*Records to use*:
"""

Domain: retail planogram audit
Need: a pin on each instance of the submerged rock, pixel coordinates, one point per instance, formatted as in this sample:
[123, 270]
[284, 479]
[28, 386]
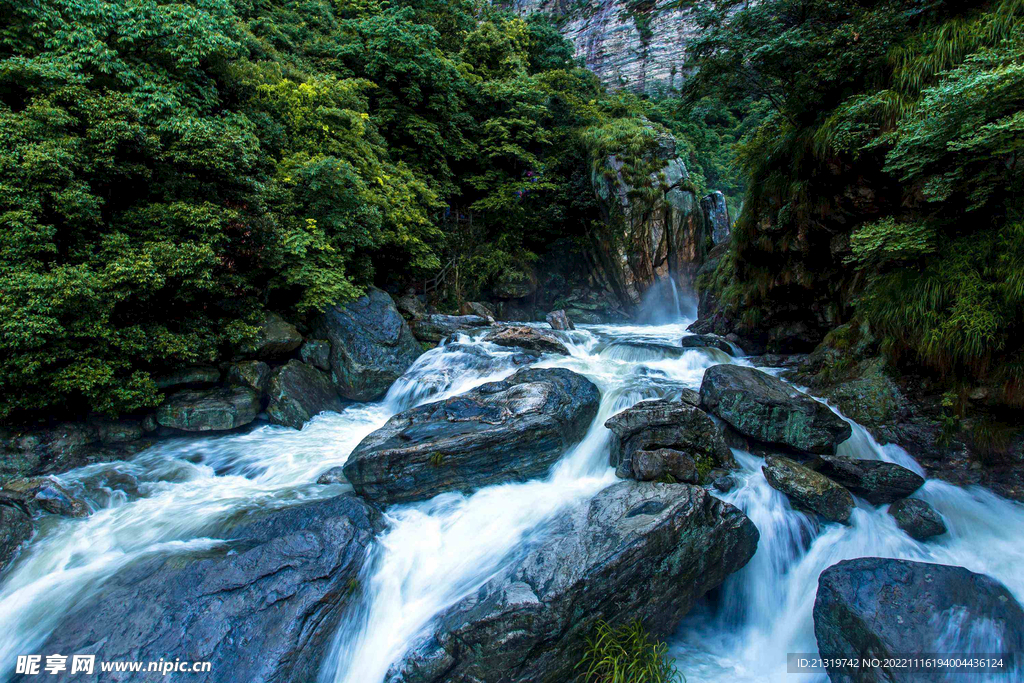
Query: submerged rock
[808, 489]
[918, 518]
[663, 423]
[767, 409]
[875, 480]
[209, 410]
[880, 608]
[510, 430]
[371, 345]
[635, 551]
[298, 392]
[263, 606]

"""

*Exercise aim*: Everything in the data except the pictures must be retyped exactly.

*Exercise answer*:
Domain: retail planogram audit
Need: a pin on each instance of the submerged rock, pixel coordinates, one point per instance, formatted as in this sample:
[123, 270]
[284, 479]
[28, 386]
Query: submerged rock
[808, 489]
[918, 518]
[663, 423]
[767, 409]
[875, 480]
[209, 410]
[880, 608]
[510, 430]
[371, 345]
[635, 551]
[298, 392]
[263, 606]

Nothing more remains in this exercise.